Dokumentauszug.
Interessant sind in diesem Zusammenhang im Internet kursierende Screenshots von Veröffentlichungen desselben Accounts vom Dezember 2022, wo hinsichtlich der Untersagung von Demonstrationen völlig gegenteilig argumentiert wurde:

Die Untersagung von Demonstrationen ist demokratiepolitisch generell im höchsten Maße heikel. Dieser offenkundige Widerspruch in der Argumentation hinsichtlich der Untersagung von Demonstrationen wirft einige Fragen auf.
Der Nachberichterstattung war zu entnehmen, dass es daraufhin neben der erlaubten Standkundgebung am Heldenplatz auch zu Spontankundgebungen am Ring gekommen sei, die behördlich aufgelöst wurden. Dabei sei es zu Identitätsfeststellungen gekommen. Festnahmen oder Übergriffe hätten jedoch keine stattgefunden.[2]
In den sozialen Medien sind Berichte zu finden, wonach stellenweise Einkesselungen von Teilnehmern durch die Polizei stattgefunden hätten. Diese sollen laut Augenzeugen auch länger angehalten haben. Demnach seien eingekesselte Personen auch aufgefordert worden, die Örtlichkeit zu verlassen, wobei dies nicht möglich gewesen sein soll und daraufhin zahlreiche Identitätsfeststellungen durchgeführt worden sein sollen. Der genaue zeitliche Ablauf ist aus Medienberichten kaum ableitbar. Zudem kursieren zahlreiche Bilder, wonach das Burgtor geschlossen wurde. Weshalb dies notwendig war, ist nicht nachvollziehbar. Die am Heldenplatz laut zahlreicher Fotodokumentationen bereitgestellten Wasserwerfer kamen glücklicherweise nicht zum Einsatz, wie den Berichten zu entnehmen ist.
In diesem Zusammenhang stellt der unterfertigte Abgeordnete an den Bundesminister für Inneres folgende
Anfrage
1. Wie viele Versammlungen wurden insgesamt im Jahr 2024 im Wiener Stadtgebiet angezeigt?
a. Wie gliedern sich diese angezeigten Versammlungen nach Wochentagen?
2. Wie viele Versammlungen wurden insgesamt im Jahr 2024 im Wiener Stadtgebiet untersagt?
a. Wie gliedern sich diese untersagten Versammlungen nach Wochentagen?
b. Wie gliedern sich diese untersagten Versammlungen nach Untersagungsgründen?
3. Wie viele Versammlungen wurden insgesamt für Samstag, 30. November 2024 im Wiener Stadtgebiet angezeigt?
a. Für welche Örtlichkeiten wurden diese jeweils angezeigt?
b. Für welche Uhrzeiten wurden diese jeweils angezeigt?

Bereitgestellte Angaben.
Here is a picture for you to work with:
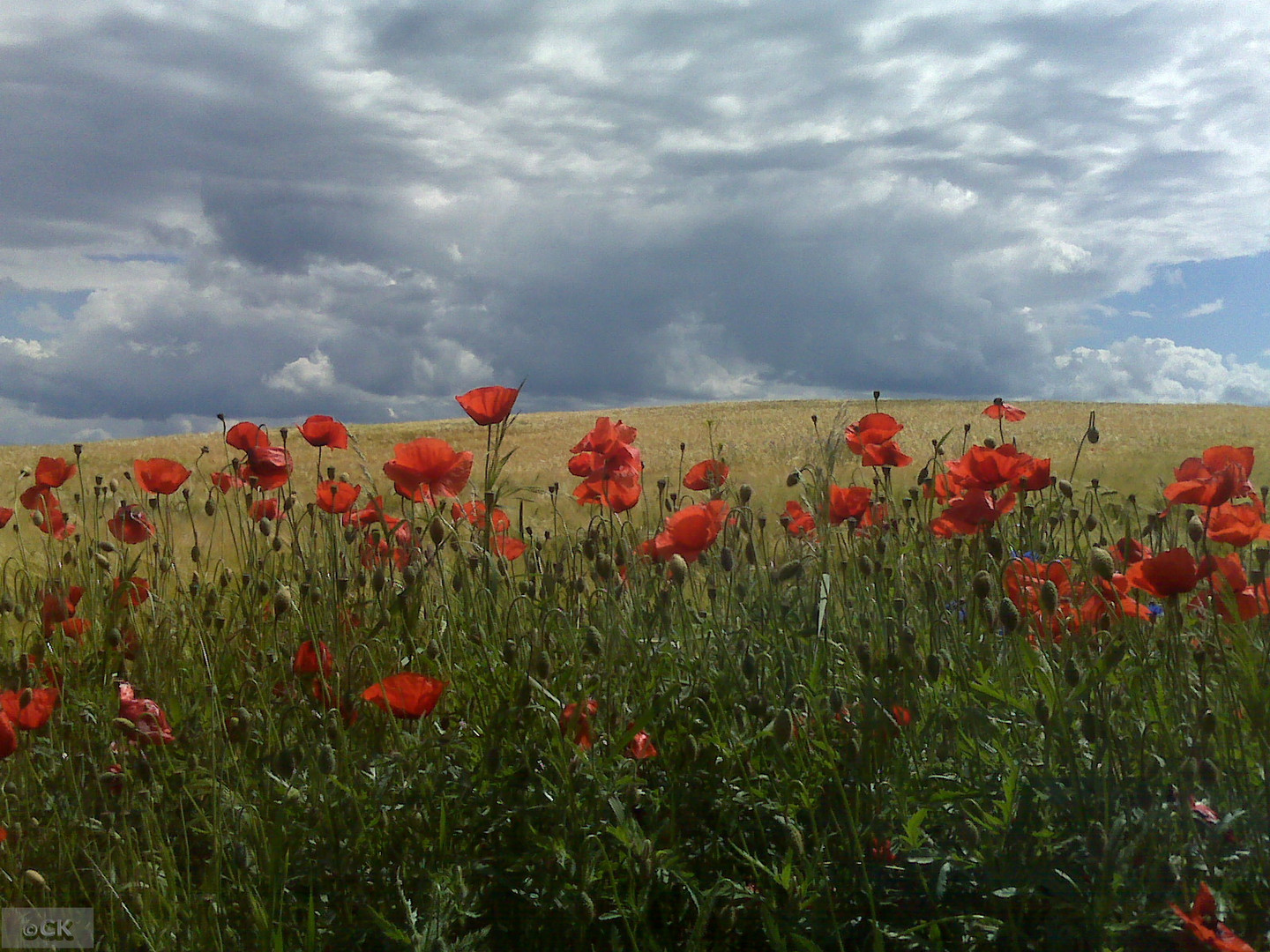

Aufgabe. Setze die Anfrage zu den Versammlungen in Wien nach ihrer letzten Frage fort.

Lösung.
c. Unter welchen Titeln wurden diese jeweils angezeigt?
d. Wer hat diese jeweils angezeigt?
e. In welcher Größenordnung wurden diese jeweils angezeigt?
4. Wie viele Versammlungen, von diesen für den Samstag, 30. November 2024 im Wiener Stadtgebiet angezeigten, wurde untersagt?
a. Wann wurden diese jeweils konkret untersagt?
b. Mit welcher Begründung wurden diese jeweils untersagt?
5. Wie lautetet allgemein der konkrete behördliche Ablauf hinsichtlich der Prüfung, ob eine angezeigte Versammlung untersagt werden muss und welche Personen sind in eine solche Entscheidung konkret involviert?
6. In welchen generellen Fällen überwiegt bei einer Entscheidung über eine Untersagung das Recht auf Erwerbsfreiheit gegenüber dem Interesse des Versammlungsanzeigers an der Durchführung der Versammlung?
a. Nach welchen konkreten Paramenten wird bei einer derartigen Entscheidung generell vorgegangen?
7. Welche konkreten Parameter haben im Fall der untersagten Versammlungen am 30. November 2024 dazu geführt, dass man zur Erkenntnis kam, dass das Recht auf Erwerbsfreiheit in diesem Fall über dem Interesse des Versammlungsanzeigers an der Durchführung der Versammlung wiegt?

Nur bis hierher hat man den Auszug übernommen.